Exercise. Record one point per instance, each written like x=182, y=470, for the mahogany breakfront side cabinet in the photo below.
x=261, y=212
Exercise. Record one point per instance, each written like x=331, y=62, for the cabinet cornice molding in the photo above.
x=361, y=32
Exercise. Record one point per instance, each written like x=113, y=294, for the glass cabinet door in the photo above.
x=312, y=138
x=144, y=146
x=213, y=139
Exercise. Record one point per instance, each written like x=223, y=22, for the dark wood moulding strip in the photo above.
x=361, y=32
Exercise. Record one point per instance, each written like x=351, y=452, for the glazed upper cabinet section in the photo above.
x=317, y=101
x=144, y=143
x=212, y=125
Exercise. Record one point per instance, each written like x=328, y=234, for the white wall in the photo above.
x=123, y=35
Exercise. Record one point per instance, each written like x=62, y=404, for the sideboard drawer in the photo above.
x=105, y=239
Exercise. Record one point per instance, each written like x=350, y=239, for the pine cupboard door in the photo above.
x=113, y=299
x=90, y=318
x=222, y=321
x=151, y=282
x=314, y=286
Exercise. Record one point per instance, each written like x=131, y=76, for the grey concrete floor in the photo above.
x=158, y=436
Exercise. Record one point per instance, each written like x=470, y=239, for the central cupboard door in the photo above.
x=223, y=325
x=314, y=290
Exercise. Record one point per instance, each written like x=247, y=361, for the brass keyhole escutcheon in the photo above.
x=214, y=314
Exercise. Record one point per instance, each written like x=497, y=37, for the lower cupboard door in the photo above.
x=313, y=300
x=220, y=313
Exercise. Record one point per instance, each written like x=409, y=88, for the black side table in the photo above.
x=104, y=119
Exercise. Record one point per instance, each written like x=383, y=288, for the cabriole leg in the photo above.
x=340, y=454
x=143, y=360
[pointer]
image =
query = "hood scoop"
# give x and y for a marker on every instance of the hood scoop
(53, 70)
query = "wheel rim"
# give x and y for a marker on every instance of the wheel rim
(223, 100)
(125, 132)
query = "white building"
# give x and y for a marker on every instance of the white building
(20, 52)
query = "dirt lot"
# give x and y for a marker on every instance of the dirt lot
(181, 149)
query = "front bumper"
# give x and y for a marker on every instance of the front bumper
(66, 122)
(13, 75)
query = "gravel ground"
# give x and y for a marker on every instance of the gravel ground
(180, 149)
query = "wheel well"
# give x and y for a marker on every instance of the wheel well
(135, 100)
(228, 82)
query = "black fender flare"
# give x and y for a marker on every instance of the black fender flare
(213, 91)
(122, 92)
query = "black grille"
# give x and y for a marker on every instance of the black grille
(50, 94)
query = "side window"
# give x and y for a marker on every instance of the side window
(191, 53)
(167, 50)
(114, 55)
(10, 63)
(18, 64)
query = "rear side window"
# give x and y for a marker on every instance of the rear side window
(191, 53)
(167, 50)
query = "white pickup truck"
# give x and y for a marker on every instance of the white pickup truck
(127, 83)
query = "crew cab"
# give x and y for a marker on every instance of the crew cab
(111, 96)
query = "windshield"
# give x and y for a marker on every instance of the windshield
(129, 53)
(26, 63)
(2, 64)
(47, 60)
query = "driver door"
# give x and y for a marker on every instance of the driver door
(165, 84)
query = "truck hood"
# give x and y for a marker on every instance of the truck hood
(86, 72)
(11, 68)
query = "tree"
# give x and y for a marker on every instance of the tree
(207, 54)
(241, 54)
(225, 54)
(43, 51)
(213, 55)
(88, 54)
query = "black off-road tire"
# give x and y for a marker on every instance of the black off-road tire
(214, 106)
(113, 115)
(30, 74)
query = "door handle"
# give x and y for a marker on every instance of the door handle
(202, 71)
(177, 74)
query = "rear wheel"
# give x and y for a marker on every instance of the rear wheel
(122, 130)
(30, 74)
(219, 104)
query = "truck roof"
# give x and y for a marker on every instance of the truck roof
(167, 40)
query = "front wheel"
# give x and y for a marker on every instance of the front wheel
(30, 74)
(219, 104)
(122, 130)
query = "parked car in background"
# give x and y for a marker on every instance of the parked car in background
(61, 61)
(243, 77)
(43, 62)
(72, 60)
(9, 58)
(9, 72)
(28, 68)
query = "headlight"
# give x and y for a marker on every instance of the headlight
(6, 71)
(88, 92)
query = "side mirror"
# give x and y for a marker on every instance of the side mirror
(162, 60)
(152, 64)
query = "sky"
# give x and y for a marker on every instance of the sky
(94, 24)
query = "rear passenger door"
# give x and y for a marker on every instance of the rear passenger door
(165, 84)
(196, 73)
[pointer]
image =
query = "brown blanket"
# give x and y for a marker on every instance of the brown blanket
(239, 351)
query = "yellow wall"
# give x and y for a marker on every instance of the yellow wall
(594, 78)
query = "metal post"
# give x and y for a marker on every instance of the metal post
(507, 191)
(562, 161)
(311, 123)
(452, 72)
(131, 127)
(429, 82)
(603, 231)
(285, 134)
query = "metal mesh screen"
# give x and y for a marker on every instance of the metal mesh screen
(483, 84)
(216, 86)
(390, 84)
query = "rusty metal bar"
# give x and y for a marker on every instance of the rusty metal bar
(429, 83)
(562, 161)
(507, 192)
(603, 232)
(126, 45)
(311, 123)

• **WORK TO COMPLETE**: Set down every record above, word for word.

• **ANSWER SPACE**:
Exercise. Record one point per instance, each written like x=182, y=470, for the mahogany breakfront side cabinet in the photo below.
x=261, y=212
Exercise. Record one point per instance, each written like x=331, y=62, for the cabinet cornice molding in the photo above.
x=361, y=32
Exercise. Record one point per instance, each written like x=113, y=294, for the glass cabinet door in the photo above.
x=312, y=138
x=144, y=146
x=213, y=139
Exercise. Record one point per instance, each written like x=223, y=22, for the dark wood moulding strip in the photo above.
x=361, y=32
Exercise. Record one point per instance, each written like x=351, y=452, for the glazed upper cabinet section in the photo above.
x=317, y=101
x=144, y=143
x=212, y=125
Exercise. Record one point per instance, each written like x=328, y=234, for the white wall in the photo above.
x=123, y=35
Exercise. Record one point per instance, each written like x=62, y=404, for the sideboard drawer in the photo above.
x=105, y=239
Exercise. Record one point per instance, each written like x=350, y=239, for the pine cupboard door in the photo above.
x=113, y=299
x=90, y=318
x=222, y=321
x=151, y=282
x=314, y=286
Exercise. Record one point per instance, each written like x=131, y=76, for the grey concrete floor in the photo above.
x=158, y=436
Exercise. Record one point per instance, each written like x=470, y=239, for the central cupboard door in the photo above.
x=223, y=325
x=314, y=290
Exercise. Record one point per instance, each written like x=247, y=361, for the brass keyhole escutcheon in the photo above.
x=214, y=314
Exercise. Record one point per instance, each written like x=497, y=37, for the lower cupboard door in the photo above.
x=313, y=300
x=220, y=313
Exercise. Record one point per instance, each written like x=409, y=88, for the black side table in the photo above.
x=104, y=119
Exercise. Record one point per instance, each written like x=383, y=288, for the cabriole leg in the photo above.
x=340, y=454
x=143, y=360
[pointer]
image =
query = "hood scoop"
# give x and y for a marker on every instance of the hood scoop
(53, 70)
query = "wheel rim"
# give x and y for a marker on every instance of the wheel rim
(223, 100)
(125, 132)
query = "white building"
# give x and y for a marker on every instance of the white building
(20, 52)
query = "dirt lot"
# give x and y for a marker on every instance of the dirt lot
(181, 149)
query = "front bumper"
# give x and y for a marker on every instance of the front bumper
(66, 122)
(13, 75)
query = "gravel ground"
# give x and y for a marker on every instance of the gravel ground
(180, 149)
query = "wheel well"
# give x and y for a marker on every instance of the wheel well
(135, 100)
(228, 82)
query = "black fender flare"
# give x and y for a marker on every instance of the black fender flare
(213, 91)
(122, 92)
query = "black grille"
# give x and y for a marker on every instance of the black grille
(50, 94)
query = "side window"
# give x and y for a marker on every instance of the side window
(191, 53)
(167, 50)
(114, 55)
(10, 63)
(18, 64)
query = "rear side window"
# give x and y for a marker on every instance of the rear side window
(191, 53)
(167, 50)
query = "white pickup truck"
# give x and y for a marker on every instance of the white pickup truck
(127, 83)
query = "crew cab"
# give x and y for a marker on every instance of the crew cab
(111, 96)
query = "windshield"
# give x and y for a marker on every instance of the windshield
(129, 53)
(26, 63)
(2, 64)
(47, 60)
query = "driver door"
# give x and y for a marker on every instance of the driver door
(165, 84)
query = "truck hood"
# give x and y for a marker on every instance of the truck hood
(86, 72)
(11, 68)
query = "tree"
# give x and y for a marker on every instance of the tree
(207, 54)
(241, 54)
(225, 54)
(43, 51)
(213, 55)
(88, 54)
query = "black off-road tire"
# give x and y for a marker on every instance of the black off-road tire
(214, 106)
(113, 115)
(30, 74)
query = "door handle"
# give x and y for a marker on every instance of the door handle
(202, 71)
(177, 74)
query = "rear wheel"
# give x and y for a marker on every instance of the rear wheel
(122, 130)
(30, 74)
(219, 104)
query = "truck roof"
# give x and y for a marker on every instance of the truck roof
(167, 40)
query = "front wheel"
# give x and y for a marker on every instance of the front wheel
(30, 74)
(219, 104)
(122, 130)
query = "parked car in background"
# give x and y for a marker on every instance of the parked car in background
(61, 61)
(243, 77)
(43, 62)
(72, 60)
(9, 58)
(9, 72)
(28, 68)
query = "headlight"
# give x and y for a marker on every instance of the headlight
(6, 71)
(88, 92)
query = "side mirror"
# give x and y for a marker on every instance of the side mirror
(162, 60)
(152, 64)
query = "sky"
# give x and y for a marker on every instance of the sky
(94, 24)
query = "rear passenger door"
# give x and y for a marker on every instance of the rear passenger door
(165, 84)
(196, 73)
[pointer]
image =
query = "brown blanket"
# give x and y for a marker on every instance of the brown blanket
(239, 351)
query = "yellow wall"
# give x and y for a marker on every instance of the yellow wall
(594, 78)
query = "metal post"
# give x and y for a marker on every instance of the metal post
(507, 191)
(562, 161)
(311, 123)
(452, 72)
(131, 127)
(429, 82)
(603, 231)
(285, 134)
query = "metal mesh screen"
# give x and y for a marker on every instance of the metal mesh screen
(483, 84)
(216, 86)
(390, 84)
query = "rusty metal bar"
# give x and y for a marker on every instance of the rusty metal bar
(429, 83)
(562, 161)
(507, 192)
(603, 232)
(126, 45)
(311, 123)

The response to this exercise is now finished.